* GIVEN TASK
Render the records from the line containing "Identify each instance of the white pickup" through the line containing "(1079, 460)" as a numbered list, both ends included and blank lines dropped.

* * *

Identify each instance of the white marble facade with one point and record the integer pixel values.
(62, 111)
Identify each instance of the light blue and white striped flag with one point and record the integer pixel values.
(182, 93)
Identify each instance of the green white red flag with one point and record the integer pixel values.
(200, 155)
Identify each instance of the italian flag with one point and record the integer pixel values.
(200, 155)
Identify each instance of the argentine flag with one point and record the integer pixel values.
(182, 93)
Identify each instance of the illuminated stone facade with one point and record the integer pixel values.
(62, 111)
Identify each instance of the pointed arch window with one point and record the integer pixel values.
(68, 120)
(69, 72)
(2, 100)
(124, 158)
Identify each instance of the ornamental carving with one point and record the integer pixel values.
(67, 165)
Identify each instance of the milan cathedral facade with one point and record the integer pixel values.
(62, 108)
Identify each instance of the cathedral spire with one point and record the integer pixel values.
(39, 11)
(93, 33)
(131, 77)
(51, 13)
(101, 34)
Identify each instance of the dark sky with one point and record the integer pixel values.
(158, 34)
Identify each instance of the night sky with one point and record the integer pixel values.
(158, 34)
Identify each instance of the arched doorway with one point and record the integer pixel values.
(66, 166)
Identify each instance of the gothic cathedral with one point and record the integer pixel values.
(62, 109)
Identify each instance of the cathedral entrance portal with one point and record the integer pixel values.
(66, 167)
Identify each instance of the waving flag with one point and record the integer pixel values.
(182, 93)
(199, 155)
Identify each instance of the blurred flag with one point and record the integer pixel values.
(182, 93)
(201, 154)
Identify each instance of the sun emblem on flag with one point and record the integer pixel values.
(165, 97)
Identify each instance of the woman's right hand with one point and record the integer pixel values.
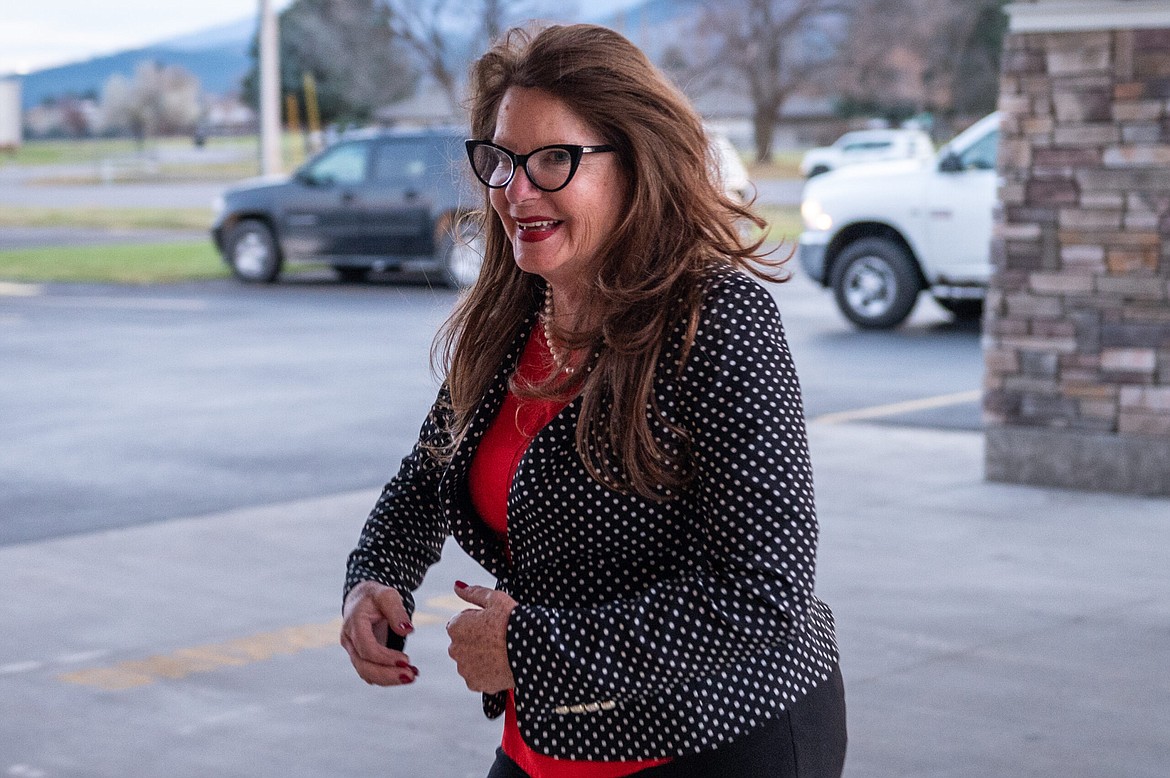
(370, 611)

* * *

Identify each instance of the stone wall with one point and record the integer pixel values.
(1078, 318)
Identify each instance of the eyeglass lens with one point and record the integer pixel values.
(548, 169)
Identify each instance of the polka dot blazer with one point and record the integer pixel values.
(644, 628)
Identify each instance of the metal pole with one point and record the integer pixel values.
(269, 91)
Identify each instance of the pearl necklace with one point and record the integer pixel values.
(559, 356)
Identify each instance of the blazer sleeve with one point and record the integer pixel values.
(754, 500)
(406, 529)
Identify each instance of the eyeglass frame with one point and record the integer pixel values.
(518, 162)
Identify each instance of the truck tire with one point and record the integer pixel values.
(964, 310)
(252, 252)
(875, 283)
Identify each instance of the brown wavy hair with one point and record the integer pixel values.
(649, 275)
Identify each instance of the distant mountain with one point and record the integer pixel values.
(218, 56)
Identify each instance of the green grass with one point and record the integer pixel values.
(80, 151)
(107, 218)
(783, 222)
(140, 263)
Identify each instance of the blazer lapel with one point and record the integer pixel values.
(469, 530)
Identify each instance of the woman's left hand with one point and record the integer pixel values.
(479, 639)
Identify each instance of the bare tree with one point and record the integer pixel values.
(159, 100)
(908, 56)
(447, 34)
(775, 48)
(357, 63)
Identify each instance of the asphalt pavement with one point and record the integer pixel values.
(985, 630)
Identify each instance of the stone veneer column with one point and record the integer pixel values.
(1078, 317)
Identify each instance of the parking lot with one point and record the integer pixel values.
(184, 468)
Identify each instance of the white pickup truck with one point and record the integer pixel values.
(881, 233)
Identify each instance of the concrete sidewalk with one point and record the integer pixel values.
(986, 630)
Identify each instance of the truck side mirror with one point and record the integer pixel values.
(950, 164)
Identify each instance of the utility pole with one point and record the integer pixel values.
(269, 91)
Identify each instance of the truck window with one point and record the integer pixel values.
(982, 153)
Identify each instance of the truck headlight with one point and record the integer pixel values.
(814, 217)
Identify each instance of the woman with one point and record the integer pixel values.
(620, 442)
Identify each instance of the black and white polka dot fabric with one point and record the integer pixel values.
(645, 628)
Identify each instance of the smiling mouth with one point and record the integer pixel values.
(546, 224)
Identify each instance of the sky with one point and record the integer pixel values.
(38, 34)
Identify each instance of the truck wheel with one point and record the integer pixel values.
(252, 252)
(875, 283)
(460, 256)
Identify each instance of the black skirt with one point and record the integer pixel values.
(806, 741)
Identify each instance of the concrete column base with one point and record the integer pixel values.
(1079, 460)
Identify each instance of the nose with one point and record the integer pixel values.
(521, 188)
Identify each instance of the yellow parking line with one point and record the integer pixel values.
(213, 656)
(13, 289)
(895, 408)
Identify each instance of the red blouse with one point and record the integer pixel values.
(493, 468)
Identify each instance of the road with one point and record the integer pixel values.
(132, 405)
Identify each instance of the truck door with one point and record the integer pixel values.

* * *

* RESULT
1. Identify each instance of the white pickup truck with one point and record the integer pixel values.
2. (881, 233)
3. Identify each instance of the concrete sidewalk with one point and record the integer pixel values.
4. (986, 630)
5. Identify each instance of the truck side mirror with one point and record the integer pixel values.
6. (950, 164)
7. Identify each instance of the utility pole with one point and record the integer pixel values.
8. (269, 91)
9. Identify each instance of the truck window with one point and record the integer pixel values.
10. (982, 153)
11. Identify each instance of the truck headlight with one point and record the integer pixel values.
12. (814, 217)
13. Identify each instance of the woman with one point and record the integer pixel values.
14. (620, 442)
15. Identify each instance of the black and white polka dot fabric with one point and record the integer pixel values.
16. (645, 628)
17. Identify each instance of the smiling mouth with one point and record the integer pixel values.
18. (546, 224)
19. Identify each instance of the sky with one point and record the integer pixel values.
20. (38, 34)
21. Identify each instance of the truck wheel with one point and record the integer pixel values.
22. (252, 252)
23. (875, 283)
24. (460, 256)
25. Identify each instance of the black skirt with one point and record the integer pixel values.
26. (806, 741)
27. Identify each instance of the concrete column base with one point and record the integer pixel values.
28. (1079, 460)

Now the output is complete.